▸ **Testo di partenza**:
Intendo, in parole povere che, se un’idea non viene valutata in funzione della giustezza o meno in sé per sé (ognuno con i propri strumenti culturali, messi, attraverso il dibattito, in condivisione con l’altro in un aperto confronto, il più possibile liberi da preconcetti), attraverso un dialogo tendente a costruire un’idea comune, ma viene valutata pregiudizialmente in funzione del soggetto che la esprime, non possa mai avvenire un dibattito sincero, un crescere insieme, non ci possa in definitiva essere la capacità di costruire una comunità pacifica e quindi un futuro condiviso, scegliendo nel presente le idee più sagge e giuste che riusciamo a concepire.
Se si decide di considerare un’idea corretta solo perché a dirla è stata una persona che stimiamo, sia esso un rappresentante di una corrente di pensiero, un leader politico o religioso, un nostro amico, perdiamo la nostra innata capacità critica di riflettere analiticamente sulla realtà basandosi sui fatti e su una logica lineare piuttosto che sul preconcetto: perdiamo quindi l’opportunità di scegliere ciò che è meglio in questo dato momento.
Se il nostro pensiero non evolve in funzione delle informazioni che via via riceviamo, cercando di discernere la verità dalla menzogna, se si rifiuta il dialogo per pregiudizio ideologico, si perde il senso di realtà e si finisce per aderire ad una visione stereotipata o preconfezionata senza aggiungere il nostro prezioso punto di vista. Si sminuisce quindi il proprio ruolo e la propria importanza sociale, di esseri umani comunque pensanti e emotivi, in modo diverso l’uno dall’altro, con il proprio originale e unico punto di vista, solo per la paura di trovarsi in solitudine a pensarla in un certo modo, forse derisi se non addirittura ignorati.
Eppure la storia dell’uomo ci insegna che proprio chi ha avuto il coraggio di esprimere idee liberamente (e agirne coerentemente, per dimostrare la validità e la verità delle proprie asserzioni) ha cambiato radicalmente il percorso della comunità umana.
Ghandi, Einstein, Marx, Shakyamuni, Jung, Gesù, Goethe, Steiner, tanto per citarne alcuni tra i più celebri, hanno, con il loro pensiero e la loro azione, scevri da pregiudizi ideologici, fatto evolvere il pensiero e l’agire della collettività, hanno aperto la mente a milioni di persone su ciò che è da ritenersi giusto e ciò che è da ritenersi sbagliato, mettendosi in gioco in prima persona, senza la paura di essere giudicati e/o criticati.

▸ **Dati registrati**:
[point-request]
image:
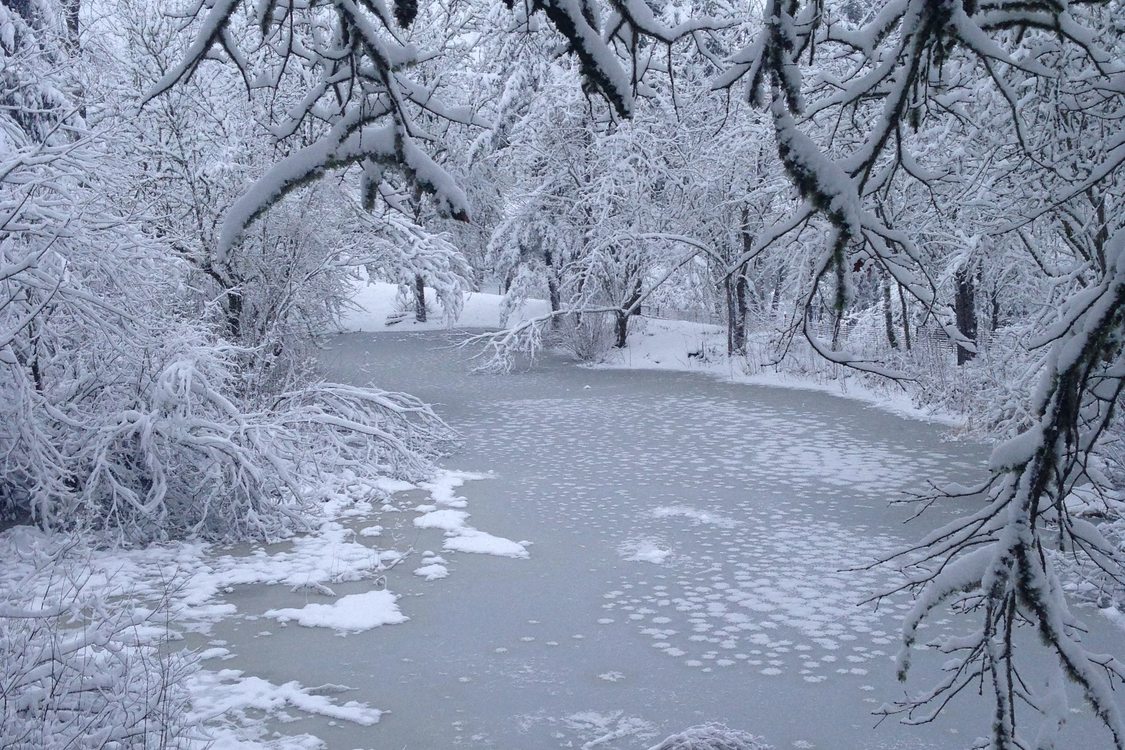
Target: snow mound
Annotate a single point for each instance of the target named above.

▸ **Compiti da svolgere**:
A – Puoi citare alla lettera il passo del testo sul pregiudizio nel dibattito che si apre con le parole contenenti "Intendo, in parole" e si chiude con "riusciamo a concepire."?
B – Puoi continuare il testo sul pregiudizio nel dibattito a partire dal punto in cui si interrompe?
Il materiale non serve per svolgere questi compiti.

▸ **Risposte finali**:
A –
Intendo, in parole povere che, se un’idea non viene valutata in funzione della giustezza o meno in sé per sé (ognuno con i propri strumenti culturali, messi, attraverso il dibattito, in condivisione con l’altro in un aperto confronto, il più possibile liberi da preconcetti), attraverso un dialogo tendente a costruire un’idea comune, ma viene valutata pregiudizialmente in funzione del soggetto che la esprime, non possa mai avvenire un dibattito sincero, un crescere insieme, non ci possa in definitiva essere la capacità di costruire una comunità pacifica e quindi un futuro condiviso, scegliendo nel presente le idee più sagge e giuste che riusciamo a concepire.

B –
Dietro al pregiudizio ideologico spesso si celano le nostre paure (di vivere, di essere felici, di venir giudicati), i nostri sensi di colpa, le nostre responsabilità individuali, la nostra pigrizia, lasciando spazio ad una visione comune del mondo (anche se visione solo di una parte, anche se solo nel circolo di persone dinanzi a noi nel momento in cui ci esprimiamo) che ci rassicura e rasserena nell’immediato, ma che spesso ci porta alle peggiori soluzioni, se non, nei casi più gravi, ad essere complici o artefici delle più grandi nefandezze e scelleratezze: nascosti stupidamente dal pensiero che “tanto ora tutti la pensano così, mi adeguo per non entrare in conflitto, così sto in pace e vengo accettato”, non riusciamo a vedere con chiarezza l’importanza e la responsabilità che assume il nostro comportamento di adesione o opposizione ad una data idea, per puro pregiudizio ideologico.
Il pregiudizio ideologico provoca un annichilimento del nostro sé, un annientamento del proprio sapere, delle proprie esperienze, in sostanza annulla il nostro essere ed esserci e poter essere determinanti nelle scelte comuni, che dovrebbero invece scaturire da un dialogo tra persone coraggiose, che non temono il giudizio altrui. Uccide, il pregiudizio ideologico, ogni possibile evoluzione del pensiero e dell’agire umano, perché distrugge la nostra innata capacità di creare soluzioni originali e innovative alle problematiche che la vita ci pone dinanzi, disintegra il nostro potere di pensare da esseri liberi e agire di conseguenza.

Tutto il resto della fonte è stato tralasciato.